▶ **ITEMS**
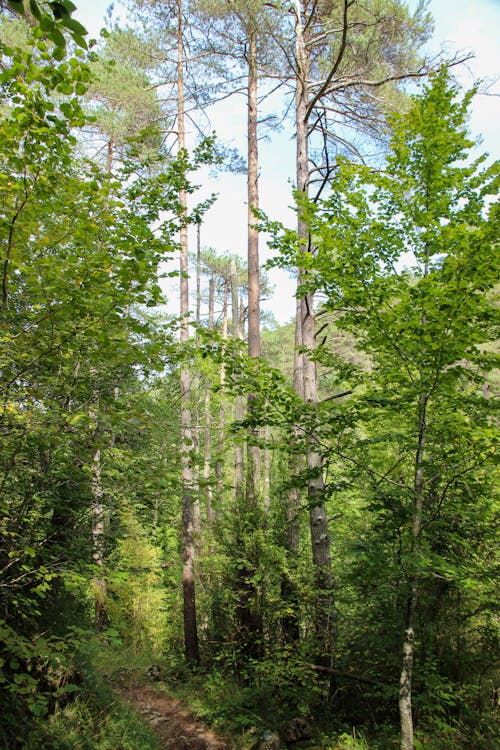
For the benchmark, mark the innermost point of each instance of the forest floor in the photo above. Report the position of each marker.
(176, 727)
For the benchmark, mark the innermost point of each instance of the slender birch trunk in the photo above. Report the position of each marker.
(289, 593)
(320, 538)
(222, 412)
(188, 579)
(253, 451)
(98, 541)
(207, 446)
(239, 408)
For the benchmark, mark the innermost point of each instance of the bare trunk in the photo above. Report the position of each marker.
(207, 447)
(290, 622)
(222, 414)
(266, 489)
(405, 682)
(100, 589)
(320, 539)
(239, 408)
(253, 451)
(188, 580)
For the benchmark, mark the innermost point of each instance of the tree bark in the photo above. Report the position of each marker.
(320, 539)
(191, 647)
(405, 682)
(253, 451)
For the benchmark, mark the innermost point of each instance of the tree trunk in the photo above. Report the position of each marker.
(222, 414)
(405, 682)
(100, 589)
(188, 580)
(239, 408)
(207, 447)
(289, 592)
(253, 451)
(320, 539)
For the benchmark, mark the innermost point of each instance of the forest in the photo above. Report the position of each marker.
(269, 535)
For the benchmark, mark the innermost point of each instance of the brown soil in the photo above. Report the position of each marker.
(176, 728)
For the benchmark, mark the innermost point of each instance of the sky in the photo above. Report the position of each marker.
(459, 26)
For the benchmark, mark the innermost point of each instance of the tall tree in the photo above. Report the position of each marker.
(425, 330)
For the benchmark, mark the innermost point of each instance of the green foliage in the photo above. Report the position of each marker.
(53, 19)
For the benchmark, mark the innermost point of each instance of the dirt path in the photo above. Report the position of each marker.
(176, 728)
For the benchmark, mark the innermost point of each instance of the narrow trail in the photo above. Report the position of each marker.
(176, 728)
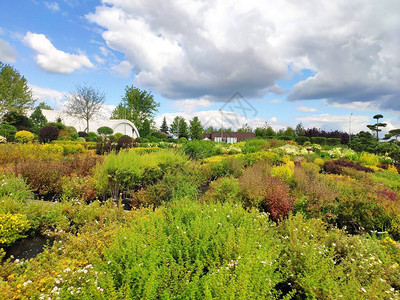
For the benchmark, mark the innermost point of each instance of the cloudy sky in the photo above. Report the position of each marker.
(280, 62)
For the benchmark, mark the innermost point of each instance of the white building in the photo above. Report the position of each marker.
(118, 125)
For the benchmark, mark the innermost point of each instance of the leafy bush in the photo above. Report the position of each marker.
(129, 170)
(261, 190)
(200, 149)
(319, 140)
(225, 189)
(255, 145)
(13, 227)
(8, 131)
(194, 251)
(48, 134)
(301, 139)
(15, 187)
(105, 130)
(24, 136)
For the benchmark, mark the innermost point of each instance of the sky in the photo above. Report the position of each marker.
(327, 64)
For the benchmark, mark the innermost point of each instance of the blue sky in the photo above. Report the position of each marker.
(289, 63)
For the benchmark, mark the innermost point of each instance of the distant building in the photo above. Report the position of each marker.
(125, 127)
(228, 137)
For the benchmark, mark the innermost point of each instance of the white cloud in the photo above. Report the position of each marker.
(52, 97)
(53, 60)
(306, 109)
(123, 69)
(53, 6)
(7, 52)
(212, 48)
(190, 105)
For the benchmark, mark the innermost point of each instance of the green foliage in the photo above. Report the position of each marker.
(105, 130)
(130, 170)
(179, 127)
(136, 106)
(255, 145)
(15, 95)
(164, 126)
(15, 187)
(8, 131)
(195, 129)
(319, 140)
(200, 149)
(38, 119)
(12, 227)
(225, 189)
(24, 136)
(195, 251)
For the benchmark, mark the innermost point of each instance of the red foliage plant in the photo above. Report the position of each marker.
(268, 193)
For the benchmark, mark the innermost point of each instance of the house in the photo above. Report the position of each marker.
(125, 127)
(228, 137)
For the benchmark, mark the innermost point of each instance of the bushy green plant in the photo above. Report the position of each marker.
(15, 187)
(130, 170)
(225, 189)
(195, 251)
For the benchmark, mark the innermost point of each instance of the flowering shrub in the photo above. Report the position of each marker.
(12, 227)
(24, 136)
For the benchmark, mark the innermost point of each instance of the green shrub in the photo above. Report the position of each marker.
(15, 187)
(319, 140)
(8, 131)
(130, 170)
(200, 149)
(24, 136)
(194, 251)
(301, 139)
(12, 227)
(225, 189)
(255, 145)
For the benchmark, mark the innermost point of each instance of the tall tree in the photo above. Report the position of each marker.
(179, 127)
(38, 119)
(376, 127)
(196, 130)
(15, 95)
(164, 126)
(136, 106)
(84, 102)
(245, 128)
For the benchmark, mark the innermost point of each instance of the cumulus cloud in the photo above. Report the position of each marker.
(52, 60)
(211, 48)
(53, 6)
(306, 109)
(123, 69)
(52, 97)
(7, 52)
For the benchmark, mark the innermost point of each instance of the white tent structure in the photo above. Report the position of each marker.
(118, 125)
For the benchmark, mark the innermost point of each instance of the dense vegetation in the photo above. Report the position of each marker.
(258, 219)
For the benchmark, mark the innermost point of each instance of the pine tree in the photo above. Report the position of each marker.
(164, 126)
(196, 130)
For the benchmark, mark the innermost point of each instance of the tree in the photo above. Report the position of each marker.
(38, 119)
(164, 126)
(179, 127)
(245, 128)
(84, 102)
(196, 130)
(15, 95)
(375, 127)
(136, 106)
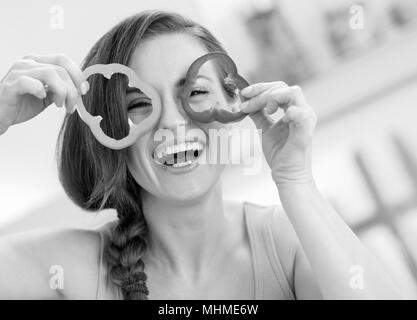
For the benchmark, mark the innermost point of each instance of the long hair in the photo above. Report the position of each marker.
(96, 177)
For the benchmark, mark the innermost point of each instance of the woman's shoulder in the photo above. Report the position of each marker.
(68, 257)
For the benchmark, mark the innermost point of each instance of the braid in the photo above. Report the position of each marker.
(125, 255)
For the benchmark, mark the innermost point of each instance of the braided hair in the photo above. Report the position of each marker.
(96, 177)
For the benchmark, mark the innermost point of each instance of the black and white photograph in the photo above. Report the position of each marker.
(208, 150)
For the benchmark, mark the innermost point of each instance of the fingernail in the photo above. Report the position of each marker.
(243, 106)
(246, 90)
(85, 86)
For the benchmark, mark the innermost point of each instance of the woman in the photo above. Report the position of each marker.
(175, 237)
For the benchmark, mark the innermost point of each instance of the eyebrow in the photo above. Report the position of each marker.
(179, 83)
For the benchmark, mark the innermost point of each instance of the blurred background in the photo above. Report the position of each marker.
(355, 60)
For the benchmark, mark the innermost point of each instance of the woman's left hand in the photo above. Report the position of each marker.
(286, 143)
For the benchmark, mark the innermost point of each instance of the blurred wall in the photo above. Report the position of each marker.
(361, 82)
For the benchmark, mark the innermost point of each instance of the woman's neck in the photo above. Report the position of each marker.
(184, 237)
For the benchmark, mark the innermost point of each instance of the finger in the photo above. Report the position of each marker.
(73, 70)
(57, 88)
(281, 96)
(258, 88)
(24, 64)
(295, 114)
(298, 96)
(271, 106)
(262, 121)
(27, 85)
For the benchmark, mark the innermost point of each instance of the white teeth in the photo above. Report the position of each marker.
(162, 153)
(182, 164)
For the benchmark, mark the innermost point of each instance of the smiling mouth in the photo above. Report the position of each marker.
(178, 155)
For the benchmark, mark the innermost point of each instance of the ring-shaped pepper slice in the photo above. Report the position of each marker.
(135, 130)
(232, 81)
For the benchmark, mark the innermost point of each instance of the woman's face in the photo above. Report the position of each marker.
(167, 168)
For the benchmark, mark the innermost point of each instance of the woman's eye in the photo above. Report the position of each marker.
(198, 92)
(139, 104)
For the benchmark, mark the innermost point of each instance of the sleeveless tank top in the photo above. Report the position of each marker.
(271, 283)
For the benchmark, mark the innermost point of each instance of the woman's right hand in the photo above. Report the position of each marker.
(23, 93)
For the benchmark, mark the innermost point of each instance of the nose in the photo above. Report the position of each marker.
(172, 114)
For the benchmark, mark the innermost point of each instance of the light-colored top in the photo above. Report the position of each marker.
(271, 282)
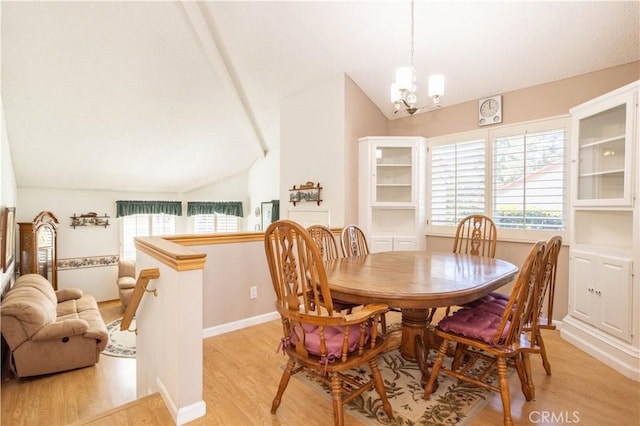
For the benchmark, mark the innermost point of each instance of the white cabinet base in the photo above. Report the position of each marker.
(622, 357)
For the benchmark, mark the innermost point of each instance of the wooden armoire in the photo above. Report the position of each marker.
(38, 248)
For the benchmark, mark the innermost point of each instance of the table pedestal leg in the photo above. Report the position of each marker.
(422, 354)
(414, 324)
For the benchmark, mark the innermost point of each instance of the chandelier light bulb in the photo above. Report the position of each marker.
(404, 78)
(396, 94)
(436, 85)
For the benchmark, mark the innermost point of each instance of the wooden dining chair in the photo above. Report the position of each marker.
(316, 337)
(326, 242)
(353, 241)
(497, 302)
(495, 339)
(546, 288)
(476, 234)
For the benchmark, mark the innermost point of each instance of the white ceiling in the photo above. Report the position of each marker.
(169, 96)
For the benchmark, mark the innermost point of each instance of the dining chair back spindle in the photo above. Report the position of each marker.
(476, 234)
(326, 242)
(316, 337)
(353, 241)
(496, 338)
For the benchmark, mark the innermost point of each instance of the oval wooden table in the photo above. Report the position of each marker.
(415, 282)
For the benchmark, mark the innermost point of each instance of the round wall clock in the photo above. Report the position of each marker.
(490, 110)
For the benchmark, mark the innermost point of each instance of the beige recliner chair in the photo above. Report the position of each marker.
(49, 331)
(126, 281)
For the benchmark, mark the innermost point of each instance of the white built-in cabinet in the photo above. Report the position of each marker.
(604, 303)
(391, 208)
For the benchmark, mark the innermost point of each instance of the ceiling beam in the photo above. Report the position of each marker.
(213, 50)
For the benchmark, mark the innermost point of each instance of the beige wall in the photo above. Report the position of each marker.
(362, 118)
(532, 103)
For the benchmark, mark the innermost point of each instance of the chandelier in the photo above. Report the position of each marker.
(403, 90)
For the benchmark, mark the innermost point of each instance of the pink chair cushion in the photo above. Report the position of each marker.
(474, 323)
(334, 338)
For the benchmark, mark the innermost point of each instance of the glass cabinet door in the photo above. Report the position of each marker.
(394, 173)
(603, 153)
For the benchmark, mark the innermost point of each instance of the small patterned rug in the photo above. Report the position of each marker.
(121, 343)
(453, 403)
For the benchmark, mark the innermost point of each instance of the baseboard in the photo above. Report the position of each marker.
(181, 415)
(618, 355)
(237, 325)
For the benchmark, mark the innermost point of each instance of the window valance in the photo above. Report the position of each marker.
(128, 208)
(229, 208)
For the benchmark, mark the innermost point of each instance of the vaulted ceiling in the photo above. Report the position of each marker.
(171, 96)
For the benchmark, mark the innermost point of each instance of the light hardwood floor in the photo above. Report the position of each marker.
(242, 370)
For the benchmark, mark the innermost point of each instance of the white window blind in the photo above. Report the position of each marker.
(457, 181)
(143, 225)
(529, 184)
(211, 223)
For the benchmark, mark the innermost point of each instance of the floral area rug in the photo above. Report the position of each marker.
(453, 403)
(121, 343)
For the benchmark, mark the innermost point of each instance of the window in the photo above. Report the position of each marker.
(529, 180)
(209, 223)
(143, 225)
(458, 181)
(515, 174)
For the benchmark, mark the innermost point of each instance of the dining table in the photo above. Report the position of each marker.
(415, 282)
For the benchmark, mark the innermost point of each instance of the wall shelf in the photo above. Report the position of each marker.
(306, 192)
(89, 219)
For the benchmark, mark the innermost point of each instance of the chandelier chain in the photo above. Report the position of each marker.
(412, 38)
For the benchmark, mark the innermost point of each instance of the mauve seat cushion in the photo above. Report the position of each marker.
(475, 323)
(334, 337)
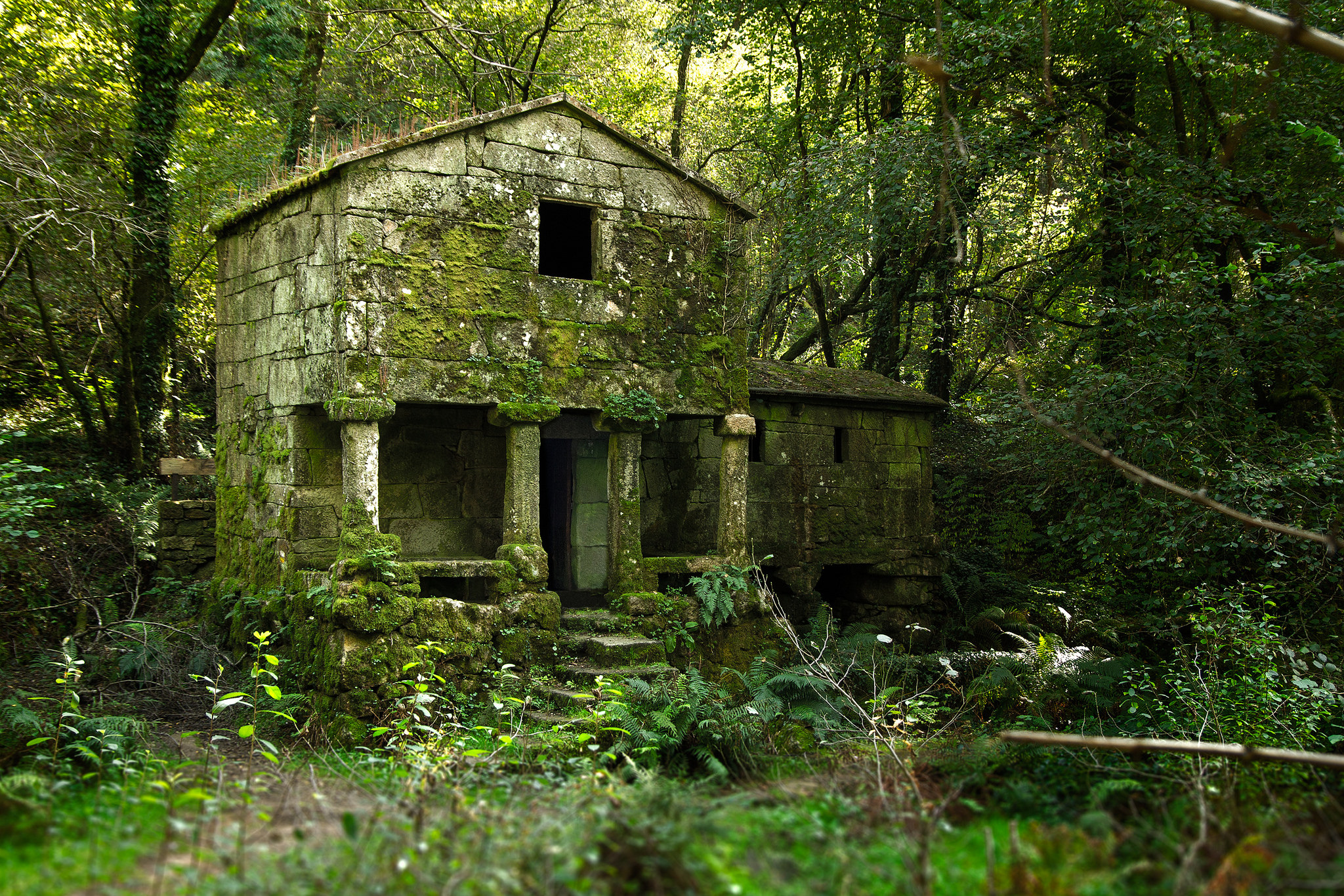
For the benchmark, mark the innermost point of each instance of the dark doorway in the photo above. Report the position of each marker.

▶ **TASK TO CARRY OUT**
Copy the records from the line containing "of the wall" through the end of the records, inclusive, swapping "chandelier" for "light fixture" and leaving everything else unchanged. Omit the pictures.

▶ **ANSWER TO THIS EXERCISE**
For the benchmark, mark the innermost point of each instance of the wall shelf in the photo above. Report the position of each marker.
(306, 192)
(89, 219)
For the benchmark, mark the innermost point of each instance of the light fixture chain in the photo above. Report the position of each marker.
(412, 38)
For the benchmark, mark the innermost point of each instance of the mauve seat cushion in the photo above. Report the position of each marker.
(475, 323)
(334, 337)
For the benchmark, mark the innermost point of each instance of the dark doorway in the photo above. Report the position of each marker.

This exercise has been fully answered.